It argues that we’ve become inured to the outrageous and accommodative of the absurd.  It points to a deep vein of anti-intellectualism in this country, questioning the veracity of climate change, championing the “right” to open carry weapons, and leading to the worship of false idols: 24 x 7 streaming entertainment.  We’ve become a nation needing immediate gratification, no matter what the societal consequences of borrowing against the future or becoming somnambulists in front of liquid crystal display screens.

Who could have imagined the rise of Donald Trump to the presidency of the United States?  As his candidacy ramped up, so did my commentary, all encapsulated in “Waiting.”

The book documents the election of such an unsuitable candidate, who has proved to be worse than feared, a “crazy maker” a gas-lighter of reality, a believer in his own mendacity.  These issues populate the entries.  As Eric Hoffer said in his classic The True Believer (1951), “We lie the loudest when we lie to ourselves.”  During the period I sought out other expert journalists, psychologists, bloggers, economists, and even novelists in an attempt to understand.

The publicity release at the end of this entry explains the title and more about the rationale.  It is not simply a collection of entries from the blog.  There is a narrative tying things together and the entries themselves have been edited to minimize redundancies and present them better in print. 

As an ex-publisher it’s also been a labor of love, to write a book, even participate in its design, bringing me back to my start in publishing in 1964 as a production assistant.  So much has changed since then in the industry.  For me, the publication was as much about the journey. I think of it as an act of professional closure as well as a cry for the kind of democracy our forefathers envisioned.

• _Position annotation records_
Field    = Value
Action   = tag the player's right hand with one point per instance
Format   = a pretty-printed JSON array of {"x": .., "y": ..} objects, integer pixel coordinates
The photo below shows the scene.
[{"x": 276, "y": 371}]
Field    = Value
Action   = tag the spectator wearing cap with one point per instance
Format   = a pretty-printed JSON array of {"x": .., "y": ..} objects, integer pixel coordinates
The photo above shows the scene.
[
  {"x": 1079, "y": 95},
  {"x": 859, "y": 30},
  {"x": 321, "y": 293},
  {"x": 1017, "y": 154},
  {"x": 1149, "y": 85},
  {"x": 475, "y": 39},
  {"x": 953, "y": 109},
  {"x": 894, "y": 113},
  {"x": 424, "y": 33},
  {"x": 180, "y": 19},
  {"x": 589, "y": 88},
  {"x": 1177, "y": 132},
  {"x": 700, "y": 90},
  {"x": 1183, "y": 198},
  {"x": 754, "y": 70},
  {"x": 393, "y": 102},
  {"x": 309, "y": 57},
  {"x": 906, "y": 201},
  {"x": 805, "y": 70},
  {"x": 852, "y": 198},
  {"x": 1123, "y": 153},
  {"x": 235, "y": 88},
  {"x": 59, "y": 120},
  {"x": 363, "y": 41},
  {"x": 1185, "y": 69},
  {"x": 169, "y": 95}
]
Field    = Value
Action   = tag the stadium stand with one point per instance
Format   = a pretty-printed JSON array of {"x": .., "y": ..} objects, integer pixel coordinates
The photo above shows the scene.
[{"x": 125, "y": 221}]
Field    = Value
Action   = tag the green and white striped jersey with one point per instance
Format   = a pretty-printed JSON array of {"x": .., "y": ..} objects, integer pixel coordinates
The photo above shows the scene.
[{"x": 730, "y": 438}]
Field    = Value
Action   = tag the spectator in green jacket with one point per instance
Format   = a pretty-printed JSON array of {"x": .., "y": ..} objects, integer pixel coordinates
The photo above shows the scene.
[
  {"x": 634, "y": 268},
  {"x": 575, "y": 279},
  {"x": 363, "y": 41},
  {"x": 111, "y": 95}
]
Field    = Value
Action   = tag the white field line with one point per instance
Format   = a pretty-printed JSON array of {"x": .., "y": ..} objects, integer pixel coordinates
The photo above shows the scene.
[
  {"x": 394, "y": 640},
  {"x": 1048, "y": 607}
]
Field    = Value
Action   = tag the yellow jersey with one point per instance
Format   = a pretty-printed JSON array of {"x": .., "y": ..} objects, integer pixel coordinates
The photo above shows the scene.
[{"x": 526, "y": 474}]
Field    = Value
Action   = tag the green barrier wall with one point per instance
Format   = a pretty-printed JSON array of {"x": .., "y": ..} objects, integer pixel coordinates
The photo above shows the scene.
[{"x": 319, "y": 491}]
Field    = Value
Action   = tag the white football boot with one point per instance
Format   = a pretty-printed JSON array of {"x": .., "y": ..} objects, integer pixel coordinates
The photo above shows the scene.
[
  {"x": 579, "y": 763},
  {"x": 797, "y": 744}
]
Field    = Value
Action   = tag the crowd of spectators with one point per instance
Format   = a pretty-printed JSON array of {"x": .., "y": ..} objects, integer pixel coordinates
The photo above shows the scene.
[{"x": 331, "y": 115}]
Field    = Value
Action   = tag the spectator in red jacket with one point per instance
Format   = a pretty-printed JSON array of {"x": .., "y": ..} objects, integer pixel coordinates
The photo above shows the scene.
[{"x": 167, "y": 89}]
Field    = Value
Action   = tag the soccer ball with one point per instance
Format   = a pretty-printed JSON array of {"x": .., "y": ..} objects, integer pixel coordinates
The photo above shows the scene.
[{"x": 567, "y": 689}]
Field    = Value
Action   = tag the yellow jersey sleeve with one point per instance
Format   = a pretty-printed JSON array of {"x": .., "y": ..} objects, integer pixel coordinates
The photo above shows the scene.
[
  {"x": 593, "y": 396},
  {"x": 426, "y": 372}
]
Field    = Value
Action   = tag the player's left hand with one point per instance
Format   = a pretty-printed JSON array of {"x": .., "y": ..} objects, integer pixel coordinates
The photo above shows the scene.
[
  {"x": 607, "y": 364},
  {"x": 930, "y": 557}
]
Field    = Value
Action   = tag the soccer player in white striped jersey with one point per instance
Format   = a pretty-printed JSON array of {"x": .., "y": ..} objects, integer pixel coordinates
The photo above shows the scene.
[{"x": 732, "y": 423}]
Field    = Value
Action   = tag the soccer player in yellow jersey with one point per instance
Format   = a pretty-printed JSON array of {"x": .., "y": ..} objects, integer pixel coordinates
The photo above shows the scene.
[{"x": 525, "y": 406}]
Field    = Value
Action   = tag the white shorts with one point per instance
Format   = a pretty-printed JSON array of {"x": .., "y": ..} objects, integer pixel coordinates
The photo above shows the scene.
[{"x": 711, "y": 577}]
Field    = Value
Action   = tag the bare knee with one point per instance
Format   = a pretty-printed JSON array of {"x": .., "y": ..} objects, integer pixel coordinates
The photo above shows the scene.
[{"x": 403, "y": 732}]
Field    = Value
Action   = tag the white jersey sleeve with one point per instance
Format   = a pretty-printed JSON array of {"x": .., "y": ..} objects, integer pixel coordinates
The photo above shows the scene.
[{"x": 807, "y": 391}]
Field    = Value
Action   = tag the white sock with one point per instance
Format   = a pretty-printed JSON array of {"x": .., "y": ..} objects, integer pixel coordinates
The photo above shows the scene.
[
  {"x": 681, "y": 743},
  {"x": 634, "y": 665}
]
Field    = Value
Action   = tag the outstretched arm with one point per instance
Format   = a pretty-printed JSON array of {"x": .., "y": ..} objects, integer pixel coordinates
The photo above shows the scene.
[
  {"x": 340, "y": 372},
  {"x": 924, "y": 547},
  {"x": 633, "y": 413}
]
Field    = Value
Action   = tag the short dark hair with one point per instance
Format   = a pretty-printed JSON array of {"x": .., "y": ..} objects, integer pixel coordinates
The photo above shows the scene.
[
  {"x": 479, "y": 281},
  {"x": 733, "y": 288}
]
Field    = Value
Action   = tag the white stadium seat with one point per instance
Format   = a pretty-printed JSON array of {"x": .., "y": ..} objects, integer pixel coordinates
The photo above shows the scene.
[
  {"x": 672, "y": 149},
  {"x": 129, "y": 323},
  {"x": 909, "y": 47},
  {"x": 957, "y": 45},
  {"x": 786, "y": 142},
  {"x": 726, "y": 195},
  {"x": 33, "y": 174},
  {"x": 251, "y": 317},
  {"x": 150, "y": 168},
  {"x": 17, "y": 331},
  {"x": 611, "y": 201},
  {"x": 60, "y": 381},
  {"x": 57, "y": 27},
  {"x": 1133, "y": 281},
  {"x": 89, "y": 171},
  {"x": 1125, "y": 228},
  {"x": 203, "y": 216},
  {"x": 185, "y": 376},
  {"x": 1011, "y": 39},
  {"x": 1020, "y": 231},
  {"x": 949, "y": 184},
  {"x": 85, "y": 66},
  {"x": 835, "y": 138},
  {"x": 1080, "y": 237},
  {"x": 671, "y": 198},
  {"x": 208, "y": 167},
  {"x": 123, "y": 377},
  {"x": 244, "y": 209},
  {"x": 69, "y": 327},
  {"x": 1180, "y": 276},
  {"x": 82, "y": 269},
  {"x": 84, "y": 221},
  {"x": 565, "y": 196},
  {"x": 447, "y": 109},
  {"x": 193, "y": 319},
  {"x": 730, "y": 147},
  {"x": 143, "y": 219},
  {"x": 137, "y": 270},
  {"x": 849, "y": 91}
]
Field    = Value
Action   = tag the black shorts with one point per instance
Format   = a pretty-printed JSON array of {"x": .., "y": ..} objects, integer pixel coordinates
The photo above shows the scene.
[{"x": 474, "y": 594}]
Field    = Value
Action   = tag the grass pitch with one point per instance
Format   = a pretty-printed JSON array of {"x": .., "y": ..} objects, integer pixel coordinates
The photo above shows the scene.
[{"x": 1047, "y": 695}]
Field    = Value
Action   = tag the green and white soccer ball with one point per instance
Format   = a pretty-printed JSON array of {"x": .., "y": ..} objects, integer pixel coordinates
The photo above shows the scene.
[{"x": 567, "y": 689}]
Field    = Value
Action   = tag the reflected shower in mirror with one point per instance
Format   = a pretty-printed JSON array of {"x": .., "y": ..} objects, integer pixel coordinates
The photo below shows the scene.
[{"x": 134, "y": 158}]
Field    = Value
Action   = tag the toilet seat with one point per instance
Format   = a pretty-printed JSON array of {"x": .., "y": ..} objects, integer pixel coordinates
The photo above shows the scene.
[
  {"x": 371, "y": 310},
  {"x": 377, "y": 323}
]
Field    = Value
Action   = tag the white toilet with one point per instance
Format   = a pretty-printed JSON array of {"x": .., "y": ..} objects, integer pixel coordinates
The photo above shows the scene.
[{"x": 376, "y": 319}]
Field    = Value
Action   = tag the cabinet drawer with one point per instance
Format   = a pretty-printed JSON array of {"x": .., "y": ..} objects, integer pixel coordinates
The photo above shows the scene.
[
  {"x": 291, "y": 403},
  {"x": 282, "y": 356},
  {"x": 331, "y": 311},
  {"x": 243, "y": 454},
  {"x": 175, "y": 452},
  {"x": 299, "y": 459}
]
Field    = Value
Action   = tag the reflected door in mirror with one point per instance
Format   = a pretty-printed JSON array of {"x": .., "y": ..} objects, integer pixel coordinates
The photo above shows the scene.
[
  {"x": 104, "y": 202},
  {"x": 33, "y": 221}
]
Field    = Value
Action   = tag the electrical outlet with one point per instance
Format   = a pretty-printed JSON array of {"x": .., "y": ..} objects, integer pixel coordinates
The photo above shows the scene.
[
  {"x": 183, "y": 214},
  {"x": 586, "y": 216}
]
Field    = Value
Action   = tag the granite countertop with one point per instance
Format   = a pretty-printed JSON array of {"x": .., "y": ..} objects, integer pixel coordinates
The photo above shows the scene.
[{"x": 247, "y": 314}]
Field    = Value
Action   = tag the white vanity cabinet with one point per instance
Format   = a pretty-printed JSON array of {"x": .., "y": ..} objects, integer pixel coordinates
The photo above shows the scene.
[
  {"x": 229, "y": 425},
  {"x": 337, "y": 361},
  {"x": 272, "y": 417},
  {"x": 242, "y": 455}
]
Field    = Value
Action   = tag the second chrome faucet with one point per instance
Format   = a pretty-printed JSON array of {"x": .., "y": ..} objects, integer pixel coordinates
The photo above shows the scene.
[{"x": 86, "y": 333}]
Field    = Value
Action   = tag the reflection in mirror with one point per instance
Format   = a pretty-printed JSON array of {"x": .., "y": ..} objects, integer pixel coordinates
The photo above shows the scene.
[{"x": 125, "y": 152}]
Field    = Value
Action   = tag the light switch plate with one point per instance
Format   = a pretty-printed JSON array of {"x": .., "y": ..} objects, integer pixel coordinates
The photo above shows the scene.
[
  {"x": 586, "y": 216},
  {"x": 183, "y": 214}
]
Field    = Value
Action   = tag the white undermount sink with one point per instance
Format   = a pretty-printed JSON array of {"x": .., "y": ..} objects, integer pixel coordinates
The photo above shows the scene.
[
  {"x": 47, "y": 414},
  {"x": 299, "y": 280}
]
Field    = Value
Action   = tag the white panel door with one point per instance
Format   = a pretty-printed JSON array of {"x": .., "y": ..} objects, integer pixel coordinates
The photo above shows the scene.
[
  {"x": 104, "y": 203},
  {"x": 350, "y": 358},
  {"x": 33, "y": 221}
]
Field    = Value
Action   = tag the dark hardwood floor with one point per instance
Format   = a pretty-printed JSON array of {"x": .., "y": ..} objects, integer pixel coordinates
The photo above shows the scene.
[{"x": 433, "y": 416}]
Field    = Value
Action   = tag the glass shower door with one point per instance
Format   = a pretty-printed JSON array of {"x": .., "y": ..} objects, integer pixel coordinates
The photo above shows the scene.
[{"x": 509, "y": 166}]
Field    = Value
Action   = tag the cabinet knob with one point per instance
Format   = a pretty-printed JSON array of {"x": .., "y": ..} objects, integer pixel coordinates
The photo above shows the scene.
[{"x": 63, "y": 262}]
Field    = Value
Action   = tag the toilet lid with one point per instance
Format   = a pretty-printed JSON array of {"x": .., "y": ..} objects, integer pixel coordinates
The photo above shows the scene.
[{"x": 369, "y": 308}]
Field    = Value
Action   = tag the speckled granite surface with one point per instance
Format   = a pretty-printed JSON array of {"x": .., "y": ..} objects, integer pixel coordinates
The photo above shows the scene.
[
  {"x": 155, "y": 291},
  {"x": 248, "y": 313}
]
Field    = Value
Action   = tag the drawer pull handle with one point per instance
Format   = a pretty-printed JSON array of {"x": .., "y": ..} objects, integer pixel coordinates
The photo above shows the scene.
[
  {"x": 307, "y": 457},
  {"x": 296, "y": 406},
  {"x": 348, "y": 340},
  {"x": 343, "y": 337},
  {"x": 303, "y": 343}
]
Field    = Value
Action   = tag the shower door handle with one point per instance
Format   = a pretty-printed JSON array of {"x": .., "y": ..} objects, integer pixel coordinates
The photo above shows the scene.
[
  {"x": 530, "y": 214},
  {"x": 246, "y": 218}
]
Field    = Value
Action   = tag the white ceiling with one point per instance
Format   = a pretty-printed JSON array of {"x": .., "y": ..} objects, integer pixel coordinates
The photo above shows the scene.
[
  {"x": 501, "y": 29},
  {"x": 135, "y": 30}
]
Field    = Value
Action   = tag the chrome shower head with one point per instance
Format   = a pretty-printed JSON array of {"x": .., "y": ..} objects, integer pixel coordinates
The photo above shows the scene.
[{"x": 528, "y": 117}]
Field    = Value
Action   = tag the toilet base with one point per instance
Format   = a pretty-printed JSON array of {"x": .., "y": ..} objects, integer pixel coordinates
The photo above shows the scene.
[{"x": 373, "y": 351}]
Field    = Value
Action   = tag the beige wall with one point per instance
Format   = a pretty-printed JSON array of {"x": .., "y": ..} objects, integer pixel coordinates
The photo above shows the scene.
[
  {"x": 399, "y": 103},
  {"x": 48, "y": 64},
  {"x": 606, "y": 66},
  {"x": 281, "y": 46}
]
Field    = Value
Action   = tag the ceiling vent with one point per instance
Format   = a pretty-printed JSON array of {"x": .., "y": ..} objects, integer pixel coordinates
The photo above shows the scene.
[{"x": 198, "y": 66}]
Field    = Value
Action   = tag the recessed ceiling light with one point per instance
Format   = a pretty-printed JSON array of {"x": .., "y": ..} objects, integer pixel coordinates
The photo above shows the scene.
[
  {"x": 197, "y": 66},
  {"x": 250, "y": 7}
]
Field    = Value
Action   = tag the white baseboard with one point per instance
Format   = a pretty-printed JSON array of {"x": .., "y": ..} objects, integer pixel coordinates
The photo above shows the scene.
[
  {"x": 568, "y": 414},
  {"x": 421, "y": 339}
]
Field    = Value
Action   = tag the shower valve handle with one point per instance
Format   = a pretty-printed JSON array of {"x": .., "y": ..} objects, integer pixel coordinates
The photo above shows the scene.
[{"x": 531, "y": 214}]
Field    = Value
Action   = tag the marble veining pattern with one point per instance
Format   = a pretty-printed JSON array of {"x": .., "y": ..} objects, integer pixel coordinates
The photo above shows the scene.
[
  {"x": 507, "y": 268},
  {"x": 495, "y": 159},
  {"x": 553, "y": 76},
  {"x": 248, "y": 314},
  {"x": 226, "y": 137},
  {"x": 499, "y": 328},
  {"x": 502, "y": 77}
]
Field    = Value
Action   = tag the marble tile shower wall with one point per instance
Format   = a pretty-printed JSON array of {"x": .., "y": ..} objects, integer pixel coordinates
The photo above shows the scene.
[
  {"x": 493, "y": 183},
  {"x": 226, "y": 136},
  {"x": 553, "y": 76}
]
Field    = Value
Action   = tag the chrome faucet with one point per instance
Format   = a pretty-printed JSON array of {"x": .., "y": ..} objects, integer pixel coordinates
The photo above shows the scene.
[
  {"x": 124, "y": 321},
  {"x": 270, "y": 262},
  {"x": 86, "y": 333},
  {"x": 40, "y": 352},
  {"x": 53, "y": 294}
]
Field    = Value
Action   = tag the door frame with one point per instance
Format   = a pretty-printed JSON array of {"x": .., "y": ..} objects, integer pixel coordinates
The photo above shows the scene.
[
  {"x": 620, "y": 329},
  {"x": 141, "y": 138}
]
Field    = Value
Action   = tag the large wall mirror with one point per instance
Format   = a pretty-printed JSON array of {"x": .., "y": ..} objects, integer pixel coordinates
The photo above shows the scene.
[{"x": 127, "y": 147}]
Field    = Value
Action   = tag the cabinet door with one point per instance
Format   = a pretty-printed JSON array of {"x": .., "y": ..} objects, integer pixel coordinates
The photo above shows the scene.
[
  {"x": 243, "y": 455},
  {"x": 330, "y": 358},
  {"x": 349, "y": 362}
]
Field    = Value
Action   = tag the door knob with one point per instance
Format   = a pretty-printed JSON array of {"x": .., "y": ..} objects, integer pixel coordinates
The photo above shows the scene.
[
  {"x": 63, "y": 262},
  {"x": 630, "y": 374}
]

• _Task goal_
Quote the passage of the book excerpt starting at "The book documents" and ending at "attempt to understand.".

• _Solved exercise_
The book documents the election of such an unsuitable candidate, who has proved to be worse than feared, a “crazy maker” a gas-lighter of reality, a believer in his own mendacity.  These issues populate the entries.  As Eric Hoffer said in his classic The True Believer (1951), “We lie the loudest when we lie to ourselves.”  During the period I sought out other expert journalists, psychologists, bloggers, economists, and even novelists in an attempt to understand.